## Tasks to carry out
A - In the heritage submission, which clause should gain a requirement for territorial authorities to identify historic heritage?
B - Resume the heritage submission after its last paragraph, writing the next point in its numbered style.

25. Clause 144 (2) requires a territorial authority to regulate and manage significant historic heritage, but there is no requirement to identify historic heritage. Historic heritage is a matter of concern to local communities. Pressure on Heritage New Zealand Pouhere Taonga restricts their ability to identify and recognise historic heritage. Territorial authorities understand their communities and can work with those communities to identify and protect the historic heritage places, sites and areas that they cherish.
26. Remedy: Include a requirement in cl. 184 for territorial authorities to identify historic heritage.

Regulatory Relief

27. There are two separate frameworks for regulatory relief proposed. The first is of greatest concern because it requires territorial authorities to create a ‘relief framework’ for any ‘specified rule’ that would have a significant impact on the reasonable use of private land.
28. There are four specified topics under the Planning Bill:

(a) Significant historic heritage sites or significant historic heritage structures
(b) Outstanding natural landscapes or outstanding natural feature
(c) Sites of significance to Māori; and
(d) Areas of high natural character in the coastal environment, wetlands, lakes, rivers, or their margins.
28. There are three further specified topics under the Natural Environment Bill:
(a) A significant natural area
(b) A site of significance to Māori
(c) Terrestrial indigenous biodiversity
29. Part 4 of Schedule 3 sets out requirements for the territorial authority to provide a mechanism for relief if a rule in a plan has a significant impact on the reasonable use of land. A relief framework must be included in a proposed plan and applies to specified rules restriction or removing development potential or imposing obligations for the protection, restoration or non-use of land (Sched. 3, cl. 66(2)). While this is fine in theory, it may make territorial authorities cautious about making rules in plans to protect heritage values from inappropriate activities.
30. Schedule 3 Part 4, Clause 68 (7) appears to contain retrospective powers, allowing relief to an individual who was the landowner when an operative plan under the RMA was publicly notified whose land was subject to a rule similar to a specified rule under the proposed legislation. The implication of this provision is that the relief given needs to take into account any impact upon the owner from the time of the RMA operative plan because otherwise an owner whose listing is transferred over from earlier plans would be covered by the relief regime in the same way as an owner whose land becomes subject to a specified rule for the first time when the land use plan becomes operative.
31. If the compensation is applied retrospectively, the claims for lost enjoyment may potentially become very litigious. Territorial authorities could potentially also become liable for restoration work done. There is the very real likelihood of owners ‘gaming the system,’ for example, claiming financial loss caused by sales falling through or prices dropping because of heritage listing.
32. Remedy: Clarify expectations for retrospective compensation, if that is what is intended.

## Listed entries
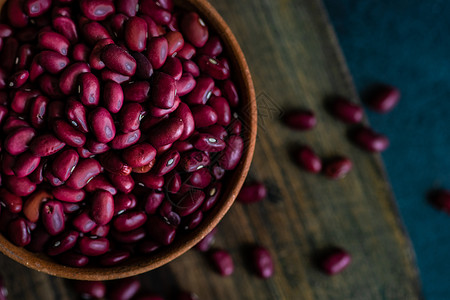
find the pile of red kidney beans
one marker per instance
(118, 124)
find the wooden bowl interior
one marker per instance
(141, 264)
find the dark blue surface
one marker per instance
(407, 44)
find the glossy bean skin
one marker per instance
(113, 96)
(68, 134)
(89, 89)
(164, 90)
(135, 33)
(67, 194)
(139, 155)
(102, 125)
(46, 145)
(53, 217)
(118, 60)
(84, 171)
(166, 132)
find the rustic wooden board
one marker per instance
(296, 63)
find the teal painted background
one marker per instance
(407, 44)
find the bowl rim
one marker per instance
(45, 264)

## Per-task outputs
A - Clause 184.

B -
33. The Bills’ frameworks for regulatory relief puts an undue burden onto territorial authorities, which are reliant on limited resources to function. Territorial authorities are already facing the prospect of rates capping, new measures to recover the infrastructure costs of growth (development levies), reorganisation, having to prepare and notify regional spatial plans and district plans, replacing ageing infrastructure that is suffering from deferred maintenance, very public failures such as sewage spills and to collect consent levies to fund the Ministry for the Environment to make national direction. They are going to be very cautious about making any plan rules to protect heritage values that could impose relief costs.
34. The prospect of having to provide relief to owners of heritage places to which rules apply may provide some territorial authorities with an incentive to slash their current heritage schedules.
35. To achieve the intended outcome of a more targeted and proportionate approach to “restrictions on the use and enjoyment of private property rights for wider public benefit,” it is concerning that other options aside from regulatory relief appear not to have been considered. If, for example, the perceived issue is territorial authority overreach regarding the use and application of planning controls, then an alternative option that would be available to the Minister is to introduce targeted standardisation via a national instrument to moderate the impact of regulatory takings (e.g. criteria, or methodologies, to inform provision drafting).
36. While it is acknowledged that there needs to be a strong evidential basis to justify the inclusion of provisions that could impact the reasonable exercise of private property rights there are sufficient checks and balances available in the Planning Bill to offset the need for an onerous regulatory relief regime to be introduced. These include:
• The ability to provide incentives (cl.86)
• The requirement to prepare a justification report (Sched.3, cl.11,)
• The ability for affected landowners to submit on proposed provisions and be heard by an Independent Hearings Panel (Sched.3, cls.17 & 23)
• The ability for the Environment Court to direct relief where a provision impairs the reasonable use of land (cl.105)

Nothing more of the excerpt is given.